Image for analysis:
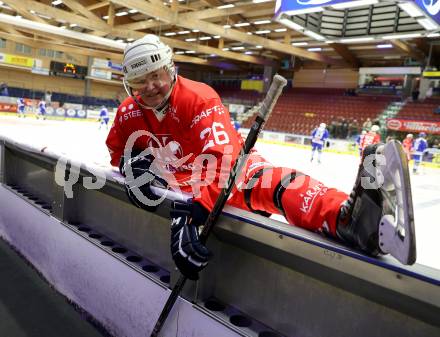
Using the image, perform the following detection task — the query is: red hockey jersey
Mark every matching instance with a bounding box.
[106,76,243,209]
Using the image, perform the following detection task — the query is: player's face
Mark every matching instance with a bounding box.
[130,68,172,107]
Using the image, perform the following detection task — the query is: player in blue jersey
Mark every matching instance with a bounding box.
[356,130,367,156]
[310,123,328,163]
[413,132,428,173]
[37,99,46,119]
[99,105,110,130]
[17,97,26,118]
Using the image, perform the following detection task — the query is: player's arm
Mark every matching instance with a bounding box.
[186,98,242,210]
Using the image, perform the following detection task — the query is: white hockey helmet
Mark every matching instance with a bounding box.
[122,34,175,86]
[371,125,380,132]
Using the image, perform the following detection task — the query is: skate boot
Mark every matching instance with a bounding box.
[336,141,416,264]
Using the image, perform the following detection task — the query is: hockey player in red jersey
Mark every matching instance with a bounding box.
[106,35,415,279]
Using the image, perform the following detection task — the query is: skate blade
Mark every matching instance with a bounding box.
[379,141,416,265]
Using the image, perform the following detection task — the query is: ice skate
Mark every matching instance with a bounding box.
[337,141,416,264]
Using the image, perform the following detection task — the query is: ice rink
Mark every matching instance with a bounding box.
[0,116,440,270]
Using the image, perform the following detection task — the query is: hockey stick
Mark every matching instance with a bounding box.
[150,75,287,337]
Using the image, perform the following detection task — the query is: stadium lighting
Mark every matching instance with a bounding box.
[340,36,374,43]
[382,33,422,40]
[303,30,325,41]
[417,18,438,30]
[330,0,379,9]
[376,43,393,49]
[398,2,424,18]
[280,19,304,31]
[217,4,235,9]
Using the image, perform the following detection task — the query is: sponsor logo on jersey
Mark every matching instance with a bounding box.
[299,183,328,213]
[190,104,225,128]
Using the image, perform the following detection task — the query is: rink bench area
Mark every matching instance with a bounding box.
[0,138,440,337]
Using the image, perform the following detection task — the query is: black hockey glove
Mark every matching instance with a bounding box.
[170,201,212,281]
[119,154,168,212]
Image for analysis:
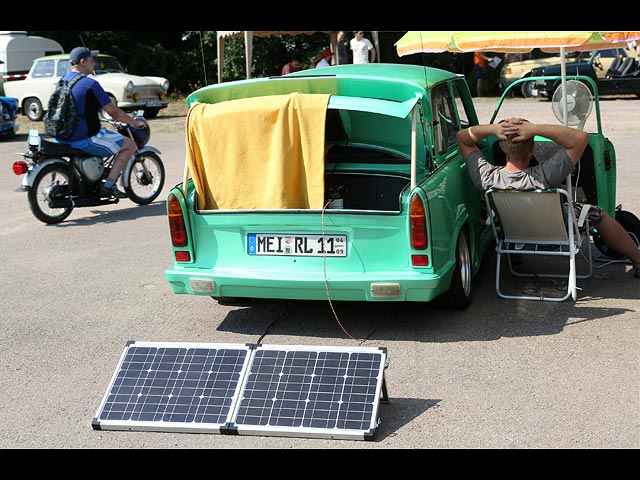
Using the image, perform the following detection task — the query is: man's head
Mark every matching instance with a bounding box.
[499,119,534,160]
[69,47,100,65]
[69,47,99,75]
[500,135,533,160]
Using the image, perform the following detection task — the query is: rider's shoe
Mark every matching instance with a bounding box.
[100,183,127,198]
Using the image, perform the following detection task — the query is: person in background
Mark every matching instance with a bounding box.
[473,52,493,97]
[457,118,640,278]
[349,32,376,63]
[281,58,300,75]
[337,30,351,65]
[316,48,333,68]
[56,47,147,198]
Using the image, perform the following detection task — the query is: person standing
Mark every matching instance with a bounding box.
[337,30,351,65]
[56,47,147,198]
[316,48,333,68]
[473,52,493,97]
[349,32,376,63]
[281,58,300,75]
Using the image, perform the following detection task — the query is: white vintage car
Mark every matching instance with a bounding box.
[4,53,169,122]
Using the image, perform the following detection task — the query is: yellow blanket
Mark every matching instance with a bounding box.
[186,93,329,210]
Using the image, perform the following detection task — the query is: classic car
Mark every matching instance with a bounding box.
[0,96,19,138]
[165,64,493,308]
[4,53,169,122]
[530,48,640,98]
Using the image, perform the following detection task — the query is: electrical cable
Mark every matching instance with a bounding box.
[322,199,365,344]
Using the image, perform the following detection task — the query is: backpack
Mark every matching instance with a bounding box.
[44,73,86,139]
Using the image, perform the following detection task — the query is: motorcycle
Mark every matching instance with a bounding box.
[13,112,165,224]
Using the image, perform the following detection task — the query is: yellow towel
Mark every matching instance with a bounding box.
[186,93,329,210]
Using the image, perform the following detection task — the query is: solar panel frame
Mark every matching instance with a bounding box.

#### TO DO
Please list every line in the entries above that contains the word "white", matching case exactly.

#### RESULT FOR THIS TASK
Using the image, perform the following detection task — the query is: white hockey helmet
Using the image, perform the following detection task — the query is: white vintage car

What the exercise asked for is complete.